銭湯と言えば何故だか赤と紺の丸の整列する手拭いがセットで思い浮かぶ

旅先でお氣に入りのご当地手拭いを見つけては畑のお供にお迎えしてネジネジと頭に巻いて育ててきたワタクシであるが此のタビ京都の街中で出逢えた理想の銭湯手拭いを相棒にお迎えする

すっかり端のほつれも止まって今や立派に育った相棒を見たお風呂好きさんから素敵なお声がけ頂く事もしばしばである


お風呂代の大きな硬貨とドライヤー用の銅貨を2枚をすぐに取り出せるよう肩掛けの鞄にいれておく

紐をセルフアップデートしたこのバッグは奈良の街で出逢った優れものである

縦長の鞄の奥底で中の荷物が迷子にならぬよう鞄の中の生地に明るい色が採用されている作家さんの思いやりの詰まった親切鞄である

お値段なんと900円


冷えを呼び込むことが得意なワタクシが銭湯へ出かけられる季節は限られているがそのオーライを温かく見守ってくれる羽織りはどうやら絹であるらしい

そこまで寒くなければサム衣も銭湯のお供に最高である



そろそろ冷えに話を戻そう
キキョさんが得意とするのが腹の冷えであるらしい

ハラノヒエ

先ほど紹介したようにカラダは下半身が陰となる

カラダの陰陽

陰に寒があるので意識的に温めるべきは
"腹から下"となる

これまで必死にボフボフにダウンを着込んでみてもガッチガチに冷えて来た冬は温もりの配送先を大いに誤っていたようである

【下半身ぽかぽか計画】から始めよう


ひたすら綿のレギンスは化学染料を用いていない薄手のものと厚手のもの2種類
厚手のものは薄手のものに重ねても履けるゆったりサイズである

これまで氣にせず肌へ密着してきた化学染料ペイントの防寒衣類はワタクシのフユのスネにその皮を雪のようにしてホワイトウィンターを演出していたのかもしれない

どうやら吞氣に傍観している場合ではなかったようである

2枚に重ねたレギンスの上にぽってりと余裕のある厚手の冬用もんぺを履いたら完璧であろう

と極寒予想をしているものの
このnoteを描いている年末のワタクシの現在地の最高氣温は18℃である

南国フラワーであるブーゲンビリアが堂々と青空にそのピンクを掲げている

ブーゲンビリア

冷えに愛されているワタクシにはありがたい暖冬である

この汗ばめる冬を活躍の機会が乏しそうな分厚いアウターを持ち歩くよりも空氣の層を作り出す重ね着を上手く利用して乗り越えようと試みる

下半身ぽかぽか計画の方は順調であるのでぽかぽか計画は腹へ移行しよう

先ほど出逢ったジレの下に綿の長袖を着るとして
その更に内側でお腹を温めてくれる予定の腹巻きは琉球藍に染められて優しいアオを纏っている

腹巻き アームウォーマー

『琉球藍』は肌荒れ冷え性の強い味方となってくれて防虫効果、抗菌効果、消臭効果等も持ち合わせているんだとか

腹巻きにお腹を温めて頂いて腕はアームウォーマー着脱で体温調節を図る

冷えが狙いやすいニンゲンのカラダの部位は
“クビ”であるらしい

手首』『足首』 『』折角なので『くびれ』の出来るであろう辺りも含めた“くび”を上手く温める

『アームウォーマー 』

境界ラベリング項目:
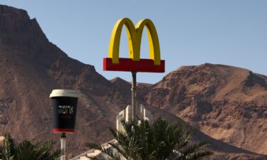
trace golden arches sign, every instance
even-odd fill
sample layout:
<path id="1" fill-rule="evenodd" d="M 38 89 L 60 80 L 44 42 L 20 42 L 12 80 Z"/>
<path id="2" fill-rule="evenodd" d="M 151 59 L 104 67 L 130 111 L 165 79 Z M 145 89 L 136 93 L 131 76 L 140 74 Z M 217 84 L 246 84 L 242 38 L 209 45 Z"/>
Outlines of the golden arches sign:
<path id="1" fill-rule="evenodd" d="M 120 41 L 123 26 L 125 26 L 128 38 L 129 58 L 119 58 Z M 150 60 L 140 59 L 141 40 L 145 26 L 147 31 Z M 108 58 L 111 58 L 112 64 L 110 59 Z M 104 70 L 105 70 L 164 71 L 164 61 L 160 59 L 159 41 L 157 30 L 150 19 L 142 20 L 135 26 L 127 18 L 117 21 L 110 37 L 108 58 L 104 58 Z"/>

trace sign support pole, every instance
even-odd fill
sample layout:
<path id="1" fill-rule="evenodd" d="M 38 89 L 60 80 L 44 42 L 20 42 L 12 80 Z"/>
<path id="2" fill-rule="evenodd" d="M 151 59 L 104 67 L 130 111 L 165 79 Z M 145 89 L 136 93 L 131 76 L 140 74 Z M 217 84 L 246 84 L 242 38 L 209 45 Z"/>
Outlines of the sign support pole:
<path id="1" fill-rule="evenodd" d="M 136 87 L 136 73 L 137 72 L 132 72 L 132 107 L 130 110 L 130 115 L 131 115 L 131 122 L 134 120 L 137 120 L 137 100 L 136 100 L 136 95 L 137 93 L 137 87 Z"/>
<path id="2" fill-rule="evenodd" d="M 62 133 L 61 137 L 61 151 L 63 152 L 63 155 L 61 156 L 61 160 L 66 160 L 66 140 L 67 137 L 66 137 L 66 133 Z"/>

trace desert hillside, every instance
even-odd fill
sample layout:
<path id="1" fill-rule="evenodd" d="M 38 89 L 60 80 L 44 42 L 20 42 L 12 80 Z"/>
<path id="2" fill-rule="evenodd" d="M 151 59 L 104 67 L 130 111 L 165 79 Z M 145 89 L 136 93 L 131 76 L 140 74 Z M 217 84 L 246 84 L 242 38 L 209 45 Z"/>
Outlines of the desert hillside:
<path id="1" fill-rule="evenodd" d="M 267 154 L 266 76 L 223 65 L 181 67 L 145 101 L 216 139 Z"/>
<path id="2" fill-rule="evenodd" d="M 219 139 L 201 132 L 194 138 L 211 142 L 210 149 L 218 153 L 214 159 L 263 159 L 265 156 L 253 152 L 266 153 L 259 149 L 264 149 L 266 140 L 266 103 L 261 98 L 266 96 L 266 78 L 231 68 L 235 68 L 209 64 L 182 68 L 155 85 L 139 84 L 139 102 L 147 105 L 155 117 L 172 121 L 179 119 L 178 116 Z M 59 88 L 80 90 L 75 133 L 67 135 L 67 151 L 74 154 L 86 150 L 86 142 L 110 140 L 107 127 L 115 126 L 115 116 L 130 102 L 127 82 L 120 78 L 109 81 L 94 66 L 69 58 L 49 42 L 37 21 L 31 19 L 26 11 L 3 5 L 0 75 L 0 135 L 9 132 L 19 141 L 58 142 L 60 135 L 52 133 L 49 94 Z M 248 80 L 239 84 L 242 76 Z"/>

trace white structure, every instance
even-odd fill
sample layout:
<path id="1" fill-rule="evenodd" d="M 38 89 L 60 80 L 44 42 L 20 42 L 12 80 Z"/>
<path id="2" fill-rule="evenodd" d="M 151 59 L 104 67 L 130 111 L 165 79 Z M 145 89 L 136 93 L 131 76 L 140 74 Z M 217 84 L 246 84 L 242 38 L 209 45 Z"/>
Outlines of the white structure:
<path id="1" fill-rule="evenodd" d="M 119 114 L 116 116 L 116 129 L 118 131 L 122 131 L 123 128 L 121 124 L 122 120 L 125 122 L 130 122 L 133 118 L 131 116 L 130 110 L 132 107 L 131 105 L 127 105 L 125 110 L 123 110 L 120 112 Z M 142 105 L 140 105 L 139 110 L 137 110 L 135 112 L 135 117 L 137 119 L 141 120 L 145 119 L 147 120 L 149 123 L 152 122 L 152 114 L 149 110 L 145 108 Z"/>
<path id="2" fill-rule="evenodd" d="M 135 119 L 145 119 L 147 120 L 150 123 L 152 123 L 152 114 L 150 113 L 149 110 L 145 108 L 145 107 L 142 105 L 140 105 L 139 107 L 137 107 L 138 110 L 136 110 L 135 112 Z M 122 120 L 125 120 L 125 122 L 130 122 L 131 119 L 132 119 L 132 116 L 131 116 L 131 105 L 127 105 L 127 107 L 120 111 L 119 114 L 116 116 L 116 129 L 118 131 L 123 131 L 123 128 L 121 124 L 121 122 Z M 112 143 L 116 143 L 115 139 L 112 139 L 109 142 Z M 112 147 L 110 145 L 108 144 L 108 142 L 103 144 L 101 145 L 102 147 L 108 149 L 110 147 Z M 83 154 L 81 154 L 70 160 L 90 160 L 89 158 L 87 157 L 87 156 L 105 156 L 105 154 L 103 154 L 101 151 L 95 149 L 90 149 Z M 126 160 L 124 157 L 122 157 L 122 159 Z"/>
* * *
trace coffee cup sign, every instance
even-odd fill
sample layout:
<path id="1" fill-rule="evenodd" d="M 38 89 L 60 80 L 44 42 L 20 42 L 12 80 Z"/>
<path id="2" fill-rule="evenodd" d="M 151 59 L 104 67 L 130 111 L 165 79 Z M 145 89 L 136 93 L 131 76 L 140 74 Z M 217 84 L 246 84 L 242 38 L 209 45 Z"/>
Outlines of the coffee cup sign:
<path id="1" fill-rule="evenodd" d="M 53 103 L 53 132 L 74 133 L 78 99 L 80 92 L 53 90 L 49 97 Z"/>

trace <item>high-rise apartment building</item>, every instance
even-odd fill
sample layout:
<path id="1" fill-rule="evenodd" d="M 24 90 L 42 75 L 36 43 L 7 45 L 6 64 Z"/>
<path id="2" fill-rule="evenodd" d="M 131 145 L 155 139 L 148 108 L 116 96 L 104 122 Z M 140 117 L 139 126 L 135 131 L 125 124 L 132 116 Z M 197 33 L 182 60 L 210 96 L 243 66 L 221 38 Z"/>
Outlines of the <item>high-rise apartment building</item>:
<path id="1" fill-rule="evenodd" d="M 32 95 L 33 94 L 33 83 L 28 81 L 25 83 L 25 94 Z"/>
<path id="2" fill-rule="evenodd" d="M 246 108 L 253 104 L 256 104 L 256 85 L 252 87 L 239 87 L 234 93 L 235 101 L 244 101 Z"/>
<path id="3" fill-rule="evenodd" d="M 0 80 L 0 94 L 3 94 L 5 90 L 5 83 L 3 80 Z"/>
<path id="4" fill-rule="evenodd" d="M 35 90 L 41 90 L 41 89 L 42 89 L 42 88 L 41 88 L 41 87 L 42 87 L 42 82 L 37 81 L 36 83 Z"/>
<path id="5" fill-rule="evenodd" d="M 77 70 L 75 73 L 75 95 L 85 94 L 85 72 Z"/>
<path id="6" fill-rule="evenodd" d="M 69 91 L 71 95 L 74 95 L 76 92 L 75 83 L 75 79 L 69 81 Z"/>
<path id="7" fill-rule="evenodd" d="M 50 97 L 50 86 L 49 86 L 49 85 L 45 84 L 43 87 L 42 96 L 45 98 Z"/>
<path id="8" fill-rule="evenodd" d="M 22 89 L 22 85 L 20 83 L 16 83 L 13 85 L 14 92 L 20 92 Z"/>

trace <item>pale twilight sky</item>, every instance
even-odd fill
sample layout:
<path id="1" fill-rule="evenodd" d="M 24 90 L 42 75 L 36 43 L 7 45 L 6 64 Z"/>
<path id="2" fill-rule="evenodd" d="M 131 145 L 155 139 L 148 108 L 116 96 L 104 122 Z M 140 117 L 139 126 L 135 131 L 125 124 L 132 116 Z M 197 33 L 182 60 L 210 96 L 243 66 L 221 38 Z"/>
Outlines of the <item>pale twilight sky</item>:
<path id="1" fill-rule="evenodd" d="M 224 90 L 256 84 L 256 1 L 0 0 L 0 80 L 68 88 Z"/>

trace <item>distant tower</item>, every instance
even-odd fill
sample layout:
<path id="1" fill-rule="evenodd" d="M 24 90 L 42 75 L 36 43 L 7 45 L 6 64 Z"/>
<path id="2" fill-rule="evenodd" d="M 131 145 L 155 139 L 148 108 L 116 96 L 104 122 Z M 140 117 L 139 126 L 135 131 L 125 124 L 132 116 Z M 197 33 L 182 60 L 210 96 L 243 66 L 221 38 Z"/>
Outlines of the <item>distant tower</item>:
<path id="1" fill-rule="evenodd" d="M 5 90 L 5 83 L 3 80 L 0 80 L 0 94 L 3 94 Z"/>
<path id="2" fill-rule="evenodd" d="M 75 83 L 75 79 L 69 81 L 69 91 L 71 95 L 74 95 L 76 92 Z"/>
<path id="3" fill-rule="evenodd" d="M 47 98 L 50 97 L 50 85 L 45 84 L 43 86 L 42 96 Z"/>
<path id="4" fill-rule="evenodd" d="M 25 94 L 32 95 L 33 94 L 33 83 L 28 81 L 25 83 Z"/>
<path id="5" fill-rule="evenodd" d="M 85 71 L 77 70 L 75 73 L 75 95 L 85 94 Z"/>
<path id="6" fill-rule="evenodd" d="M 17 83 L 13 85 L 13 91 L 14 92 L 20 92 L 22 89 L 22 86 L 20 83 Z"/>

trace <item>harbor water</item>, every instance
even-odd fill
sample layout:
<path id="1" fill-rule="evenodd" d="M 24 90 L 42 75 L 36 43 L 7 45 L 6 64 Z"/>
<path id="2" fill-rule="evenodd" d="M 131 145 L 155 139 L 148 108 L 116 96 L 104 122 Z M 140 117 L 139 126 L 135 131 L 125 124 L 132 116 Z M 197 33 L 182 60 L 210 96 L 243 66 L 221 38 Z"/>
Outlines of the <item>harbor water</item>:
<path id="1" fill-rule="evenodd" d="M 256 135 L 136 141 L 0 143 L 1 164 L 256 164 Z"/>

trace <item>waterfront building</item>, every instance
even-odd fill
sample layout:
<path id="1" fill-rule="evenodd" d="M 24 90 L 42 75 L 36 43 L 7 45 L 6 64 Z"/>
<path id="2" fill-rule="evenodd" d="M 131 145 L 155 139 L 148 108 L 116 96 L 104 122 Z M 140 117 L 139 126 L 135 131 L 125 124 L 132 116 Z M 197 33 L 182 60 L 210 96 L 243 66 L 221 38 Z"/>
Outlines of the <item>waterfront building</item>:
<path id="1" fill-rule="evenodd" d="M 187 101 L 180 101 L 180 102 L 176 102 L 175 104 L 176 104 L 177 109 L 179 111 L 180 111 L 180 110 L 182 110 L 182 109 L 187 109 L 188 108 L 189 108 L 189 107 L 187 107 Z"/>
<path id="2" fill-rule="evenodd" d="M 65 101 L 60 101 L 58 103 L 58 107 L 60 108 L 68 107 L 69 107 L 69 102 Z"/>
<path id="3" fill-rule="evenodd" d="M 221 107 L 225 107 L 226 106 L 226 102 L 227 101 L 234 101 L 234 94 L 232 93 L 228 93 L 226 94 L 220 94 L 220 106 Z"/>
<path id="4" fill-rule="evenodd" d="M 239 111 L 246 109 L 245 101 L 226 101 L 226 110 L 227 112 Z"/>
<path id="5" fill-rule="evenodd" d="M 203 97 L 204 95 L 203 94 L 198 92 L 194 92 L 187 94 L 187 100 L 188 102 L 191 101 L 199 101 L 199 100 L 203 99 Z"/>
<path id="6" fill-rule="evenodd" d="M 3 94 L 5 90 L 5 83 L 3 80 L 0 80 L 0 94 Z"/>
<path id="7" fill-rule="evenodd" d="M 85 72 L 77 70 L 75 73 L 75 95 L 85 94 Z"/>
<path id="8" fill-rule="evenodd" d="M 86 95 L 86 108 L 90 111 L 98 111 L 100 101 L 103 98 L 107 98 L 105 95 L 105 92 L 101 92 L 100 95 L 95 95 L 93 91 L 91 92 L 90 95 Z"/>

:: やること ::
1) 本文によると、銭湯用の肩掛けの鞄はいくらでしたか。
2) リストのうち「trace coffee cup sign, every instance」を含む行から「53 103 L 53」を含む行までを、両端の行も含めて、指示の部分ごと書き直してください。その際、解答の座標の数値だけを1.2倍し、0.5は切り上げて整数に丸めてください。指示や書式見本の数値は変えないでください。
このリストは本文とは関係がありません。

:: 解答 ::
1) 900円です。

2)
trace coffee cup sign, every instance
even-odd fill
sample layout:
<path id="1" fill-rule="evenodd" d="M 38 89 L 60 80 L 44 42 L 20 42 L 12 80 Z"/>
<path id="2" fill-rule="evenodd" d="M 151 59 L 104 67 L 130 111 L 165 79 Z M 145 89 L 136 93 L 131 76 L 140 74 Z M 217 84 L 246 84 L 242 38 L 209 45 Z"/>
Outlines of the coffee cup sign:
<path id="1" fill-rule="evenodd" d="M 64 124 L 64 158 L 89 160 L 94 119 L 96 110 L 64 108 L 59 116 Z"/>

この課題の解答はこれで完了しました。